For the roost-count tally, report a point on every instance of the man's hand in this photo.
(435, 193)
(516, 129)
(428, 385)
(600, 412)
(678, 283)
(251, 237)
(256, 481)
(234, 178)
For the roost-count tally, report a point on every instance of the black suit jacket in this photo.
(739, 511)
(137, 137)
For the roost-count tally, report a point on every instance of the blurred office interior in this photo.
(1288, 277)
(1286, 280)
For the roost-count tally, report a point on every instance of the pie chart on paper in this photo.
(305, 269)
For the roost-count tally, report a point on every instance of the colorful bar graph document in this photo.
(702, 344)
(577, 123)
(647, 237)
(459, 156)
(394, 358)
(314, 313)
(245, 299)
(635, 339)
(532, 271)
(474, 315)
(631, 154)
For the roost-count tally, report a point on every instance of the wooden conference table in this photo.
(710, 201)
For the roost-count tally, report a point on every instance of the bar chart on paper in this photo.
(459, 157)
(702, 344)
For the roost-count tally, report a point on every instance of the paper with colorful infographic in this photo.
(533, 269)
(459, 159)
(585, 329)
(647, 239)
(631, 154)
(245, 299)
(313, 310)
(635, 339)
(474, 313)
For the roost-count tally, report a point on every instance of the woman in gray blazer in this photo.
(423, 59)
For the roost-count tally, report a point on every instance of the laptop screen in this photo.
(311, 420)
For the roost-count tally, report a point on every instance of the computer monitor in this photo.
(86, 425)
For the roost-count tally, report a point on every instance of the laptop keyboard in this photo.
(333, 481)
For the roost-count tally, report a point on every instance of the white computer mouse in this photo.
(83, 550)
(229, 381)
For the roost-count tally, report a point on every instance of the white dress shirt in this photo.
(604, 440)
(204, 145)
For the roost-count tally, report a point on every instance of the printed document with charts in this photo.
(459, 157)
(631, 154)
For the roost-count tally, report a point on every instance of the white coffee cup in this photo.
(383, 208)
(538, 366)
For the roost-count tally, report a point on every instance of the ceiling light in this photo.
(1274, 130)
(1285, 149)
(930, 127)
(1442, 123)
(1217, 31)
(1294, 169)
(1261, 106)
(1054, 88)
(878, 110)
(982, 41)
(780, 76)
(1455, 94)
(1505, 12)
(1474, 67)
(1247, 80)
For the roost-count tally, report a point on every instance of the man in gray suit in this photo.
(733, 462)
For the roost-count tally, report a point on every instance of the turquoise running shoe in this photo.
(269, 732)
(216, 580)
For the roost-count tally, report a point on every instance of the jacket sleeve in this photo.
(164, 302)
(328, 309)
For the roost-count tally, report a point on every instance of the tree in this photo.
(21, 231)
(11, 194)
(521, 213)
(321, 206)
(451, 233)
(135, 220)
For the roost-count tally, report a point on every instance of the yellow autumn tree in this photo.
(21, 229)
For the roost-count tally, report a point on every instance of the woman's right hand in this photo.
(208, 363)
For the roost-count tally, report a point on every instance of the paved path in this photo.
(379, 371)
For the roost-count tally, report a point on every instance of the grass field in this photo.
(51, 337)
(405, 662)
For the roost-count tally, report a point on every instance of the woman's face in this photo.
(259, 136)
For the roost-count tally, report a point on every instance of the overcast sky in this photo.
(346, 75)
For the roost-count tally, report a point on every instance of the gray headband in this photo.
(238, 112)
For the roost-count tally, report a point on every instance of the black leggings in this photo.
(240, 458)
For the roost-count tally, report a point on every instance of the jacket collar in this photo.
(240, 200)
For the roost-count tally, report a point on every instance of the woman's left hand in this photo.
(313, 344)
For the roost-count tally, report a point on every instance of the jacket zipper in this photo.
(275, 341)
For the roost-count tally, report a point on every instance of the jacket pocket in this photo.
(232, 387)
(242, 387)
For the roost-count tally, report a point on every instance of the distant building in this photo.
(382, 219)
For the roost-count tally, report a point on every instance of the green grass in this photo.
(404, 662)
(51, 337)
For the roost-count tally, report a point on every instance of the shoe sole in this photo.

EXERCISE DESCRIPTION: Reproduce the entries above in full, so that each one reads exactly as before.

RESULT:
For the roost-count tally, report a point on every instance of the man's hand in this photo.
(435, 193)
(516, 129)
(428, 385)
(600, 412)
(678, 283)
(251, 237)
(256, 481)
(234, 178)
For the roost-count tally, report a point on every instance of the black suit jacket in this photo.
(739, 511)
(137, 137)
For the roost-count tally, report a point on every instance of the blurred office interior in this photo.
(1288, 277)
(1286, 280)
For the roost-count tally, report a point on every instance of the pie chart on paper in this photo.
(305, 269)
For the roost-count tally, report a point on every instance of the colorful bar graph document in this photo.
(702, 344)
(577, 123)
(647, 237)
(459, 156)
(394, 358)
(314, 313)
(245, 299)
(635, 339)
(532, 271)
(474, 315)
(631, 154)
For the roost-count tally, report a point on every instance of the wooden conference table in this photo.
(710, 201)
For the roost-count tally, report a point on every instance of the bar chart on paper in this photo.
(459, 157)
(702, 344)
For the roost-count tally, report a point on every instance of the paper with colorful infographic in this photo.
(533, 269)
(459, 159)
(585, 329)
(647, 239)
(631, 154)
(245, 299)
(313, 310)
(635, 339)
(474, 313)
For the roost-count tally, report a point on every instance of the woman in gray blazer in this photo.
(423, 59)
For the roost-count tally, report a point on every instance of the laptop screen in this photo.
(311, 420)
For the roost-count tally, report a point on every instance of the computer monitor in this photo.
(86, 425)
For the roost-count tally, report a point on every instance of the laptop keyboard in this photo.
(333, 481)
For the roost-count tally, report a point on every instance of the white computer mouse in this photo.
(83, 550)
(229, 381)
For the roost-count tally, report a point on every instance of the white dress shirt in this photo.
(604, 440)
(204, 145)
For the roost-count tally, report a point on every instance of the printed document with charts in this photo.
(459, 157)
(631, 154)
For the roost-count tally, report a point on every instance of the white coffee cup in this photo.
(383, 208)
(538, 366)
For the roost-count tally, report a point on every instance of the ceiling light in this photo.
(1274, 130)
(1285, 149)
(930, 127)
(1442, 123)
(1217, 31)
(1294, 169)
(1261, 106)
(1054, 88)
(878, 110)
(982, 41)
(780, 76)
(1455, 94)
(1505, 12)
(1474, 67)
(1247, 80)
For the roost-count tally, report a point on every instance of the man in gray suit in this photo.
(733, 462)
For the roost-count tally, report a point on every instance of the turquoise running shoe in this photo.
(269, 732)
(216, 580)
For the roost-count tally, report a point on every instance of the jacket sleeve in this photo.
(164, 302)
(328, 309)
For the roost-count tally, report a point on every instance of the tree in this photo.
(21, 231)
(11, 194)
(521, 213)
(321, 206)
(451, 233)
(135, 220)
For the roost-count tally, report a point on every instance of the yellow autumn tree in this photo.
(21, 229)
For the roost-count tally, report a point on every instance of the woman's right hand in this photo.
(208, 363)
For the roost-count tally, report a point on every instance of the paved path in this photo.
(379, 371)
For the roost-count tally, report a point on every instance of the grass field in this photo.
(51, 337)
(405, 662)
For the roost-count tally, report a point on every instance of the woman's face in this photo.
(259, 136)
For the roost-count tally, report a point on every instance of the overcast sky in this photo.
(346, 75)
For the roost-count tally, report a point on every instance of the gray headband in this photo.
(238, 112)
For the roost-count tally, report a point on every instance of the black leggings in this photo.
(240, 458)
For the roost-count tally, report a point on every instance of the jacket collar in this photo.
(240, 200)
For the roost-count tally, report a point on every instance of the woman's left hand in this photo.
(313, 344)
For the roost-count tally, report a point on every instance of the jacket zipper in this photo.
(275, 341)
For the roost-count tally, report a point on every instance of the jacket pocket in this photo.
(232, 387)
(242, 387)
For the roost-count tally, report a point on every instance of the distant building in this photo.
(382, 219)
For the roost-count tally, report a point on every instance of the green grass in this photo.
(404, 662)
(51, 337)
For the roost-count tally, report a point on every instance of the shoe sole in this photo.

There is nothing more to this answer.